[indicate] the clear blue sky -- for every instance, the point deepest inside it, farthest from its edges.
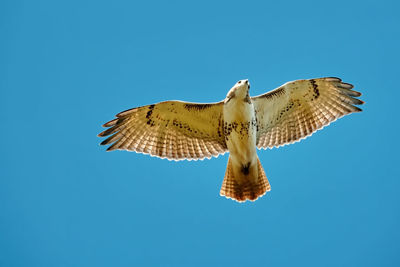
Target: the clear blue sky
(69, 66)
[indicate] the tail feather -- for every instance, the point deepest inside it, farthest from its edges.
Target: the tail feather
(247, 189)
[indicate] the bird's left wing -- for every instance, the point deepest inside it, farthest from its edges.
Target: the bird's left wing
(172, 129)
(297, 109)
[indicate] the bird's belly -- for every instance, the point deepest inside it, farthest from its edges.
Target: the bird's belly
(240, 134)
(242, 148)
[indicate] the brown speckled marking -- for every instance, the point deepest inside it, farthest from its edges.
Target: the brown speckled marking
(277, 92)
(315, 88)
(197, 106)
(150, 122)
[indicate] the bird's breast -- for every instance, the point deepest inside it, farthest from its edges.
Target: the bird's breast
(240, 130)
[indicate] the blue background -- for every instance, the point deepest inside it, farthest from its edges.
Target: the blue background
(69, 66)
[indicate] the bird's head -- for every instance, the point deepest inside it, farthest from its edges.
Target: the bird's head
(239, 91)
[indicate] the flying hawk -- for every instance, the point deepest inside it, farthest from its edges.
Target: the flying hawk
(239, 124)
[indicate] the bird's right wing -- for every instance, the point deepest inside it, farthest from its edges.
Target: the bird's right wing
(172, 129)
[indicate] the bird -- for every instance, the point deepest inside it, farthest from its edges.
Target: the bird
(239, 124)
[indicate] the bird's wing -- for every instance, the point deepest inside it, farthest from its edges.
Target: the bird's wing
(173, 129)
(297, 109)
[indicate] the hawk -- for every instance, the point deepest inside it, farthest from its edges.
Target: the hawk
(239, 124)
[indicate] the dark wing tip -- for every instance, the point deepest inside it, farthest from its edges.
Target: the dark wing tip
(333, 79)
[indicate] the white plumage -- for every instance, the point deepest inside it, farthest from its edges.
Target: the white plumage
(179, 130)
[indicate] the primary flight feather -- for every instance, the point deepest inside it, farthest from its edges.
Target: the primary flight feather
(239, 124)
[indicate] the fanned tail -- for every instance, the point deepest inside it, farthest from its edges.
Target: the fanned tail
(251, 184)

####

_Work instructions:_
Quote the material word for word, dropping any images it holds.

_Finished task:_
[indicate] the clear blue sky -- for every instance, the point deepest inside it, farthest from its edges.
Target: the clear blue sky
(69, 66)
[indicate] the tail feather -- for every instance, the point deepest inside it, farthest from its edges.
Target: the tail feather
(247, 189)
[indicate] the bird's left wing -- for every instance, the point deepest inside it, farthest from its edges.
Target: the bird's left wing
(172, 129)
(297, 109)
[indicate] the bird's belly -- for every instance, the point deepest inside it, farthest from its edges.
Target: the bird's belly
(240, 134)
(242, 148)
[indicate] the brown speckled marking -- for every instance, the point deepest inside it, farthest from its edges.
Target: the brown speckled marking
(277, 92)
(315, 88)
(197, 106)
(150, 122)
[indicate] the bird's breast -- for every instance, the point deepest inside it, farthest from its edges.
Target: the bird's breast
(240, 130)
[indicate] the blue background -- for every instance, the point deepest inside it, farthest from its edges.
Target: the blue background
(69, 66)
[indicate] the bird's head -- for every instance, the point deepest inside it, farthest from its edges.
Target: the bird's head
(239, 91)
[indicate] the flying hawk -- for every instance, the point deepest inside it, farthest from its edges.
Target: the flying hawk
(239, 124)
[indicate] the bird's right wing -- for every instance, the point deepest inside it, farthest from its edges.
Target: the bird's right wing
(172, 129)
[indicate] the bird -- for every instance, the point deepest inside it, farthest from its edges.
Target: the bird
(239, 124)
[indicate] the bird's wing -- for every instance, the point deepest inside it, farthest from its edges.
Target: the bird's wing
(173, 129)
(297, 109)
[indicate] the hawk -- for every instance, the point deepest inside it, farthest from its edges.
Target: the hawk
(239, 124)
[indicate] the dark wing tip -- for every instance, the point deepest inside it, farthest from its edges.
Target: the dark wing tip
(333, 79)
[indicate] the white plumage -- for every instance, the point deepest inside it, farthest from its edges.
Target: the white plumage
(179, 130)
[indicate] the primary flight feather -- for every instance, the point deepest inside it, farthest from its edges.
Target: the primary flight feather
(239, 124)
[indicate] the fanned tail -- for every instance, the point deepest inside it, farthest from its edges.
Target: the fanned tail
(251, 184)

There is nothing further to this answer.